___ Datos de entrada

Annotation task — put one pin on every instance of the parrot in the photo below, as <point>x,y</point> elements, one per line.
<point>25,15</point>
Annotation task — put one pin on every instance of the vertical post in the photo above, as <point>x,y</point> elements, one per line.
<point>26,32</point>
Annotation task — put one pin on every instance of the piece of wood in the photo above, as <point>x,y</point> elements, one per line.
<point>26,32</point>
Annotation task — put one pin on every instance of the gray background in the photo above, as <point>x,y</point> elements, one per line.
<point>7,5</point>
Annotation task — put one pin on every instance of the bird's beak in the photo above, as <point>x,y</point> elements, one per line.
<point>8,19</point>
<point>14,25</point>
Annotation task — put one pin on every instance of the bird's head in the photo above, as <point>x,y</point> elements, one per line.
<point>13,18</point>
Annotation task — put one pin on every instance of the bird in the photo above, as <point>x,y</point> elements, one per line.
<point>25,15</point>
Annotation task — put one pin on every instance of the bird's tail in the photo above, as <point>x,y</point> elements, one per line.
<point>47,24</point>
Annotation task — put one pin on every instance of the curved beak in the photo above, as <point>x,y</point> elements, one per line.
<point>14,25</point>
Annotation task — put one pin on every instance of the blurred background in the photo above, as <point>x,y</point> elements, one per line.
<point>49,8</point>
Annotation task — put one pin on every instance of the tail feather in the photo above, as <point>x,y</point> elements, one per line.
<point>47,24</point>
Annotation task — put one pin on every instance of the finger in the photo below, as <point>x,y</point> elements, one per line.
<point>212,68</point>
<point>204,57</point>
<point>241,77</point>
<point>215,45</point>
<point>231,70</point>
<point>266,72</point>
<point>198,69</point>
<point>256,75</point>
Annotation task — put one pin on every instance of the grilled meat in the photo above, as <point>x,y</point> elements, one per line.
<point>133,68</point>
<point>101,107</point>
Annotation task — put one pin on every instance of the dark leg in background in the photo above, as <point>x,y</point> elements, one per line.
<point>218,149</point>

______

## Tarea
Convierte todas las entradas anteriores en un CSV de dos columnas, "texto" y "respuesta", con una fila por cada entrada. Pon cada campo entre comillas y reemplaza los saltos de línea por espacios.

## La respuesta
texto,respuesta
"Annotation task — put one pin on every instance of the parrot in the photo below, as <point>x,y</point> elements, one per line.","<point>25,15</point>"
"Annotation task — put one pin on every instance of the vertical post in the photo above, as <point>x,y</point> elements, one per line.","<point>26,32</point>"
"Annotation task — put one pin on every instance of the piece of wood in the photo above, as <point>x,y</point> elements, one per line.","<point>26,32</point>"
"Annotation task — put one pin on every instance of the gray background in the photo above, as <point>x,y</point> elements, one per line.","<point>7,5</point>"
"Annotation task — put one pin on every instance of the bird's beak in the photo above, as <point>x,y</point> elements, one per line.","<point>8,19</point> <point>14,25</point>"
"Annotation task — put one pin on every instance of the bird's head in the photo above, as <point>x,y</point> elements, one per line.","<point>13,18</point>"
"Annotation task — put one pin on every instance of the bird in the photo above, as <point>x,y</point> elements, one per line.","<point>25,15</point>"
"Annotation task — put one pin on every instance of the bird's tail in the photo above, as <point>x,y</point> elements, one per line.","<point>47,24</point>"
"Annotation task — put one pin on every instance of the curved beak in the photo above, as <point>x,y</point> elements, one per line.","<point>14,25</point>"
"Annotation task — put one pin on every instance of the blurred background in the photo above, as <point>x,y</point> elements, one per line.","<point>49,8</point>"
"Annotation task — put one pin on every instance of the tail feather in the photo above, as <point>x,y</point> elements, one per line.","<point>47,24</point>"
"Annotation task — put one pin on every instance of the finger in the photo below, as <point>x,y</point> elements, one per line.","<point>212,68</point> <point>204,57</point> <point>241,77</point> <point>215,45</point> <point>231,70</point> <point>266,72</point> <point>198,69</point> <point>256,75</point>"
"Annotation task — put one pin on every instance of the grilled meat in the photo above, as <point>x,y</point> elements, one per line.","<point>133,68</point> <point>101,107</point>"
"Annotation task — put one pin on every instance of the dark leg in background in the photo above, as <point>x,y</point> elements, one per line.","<point>218,149</point>"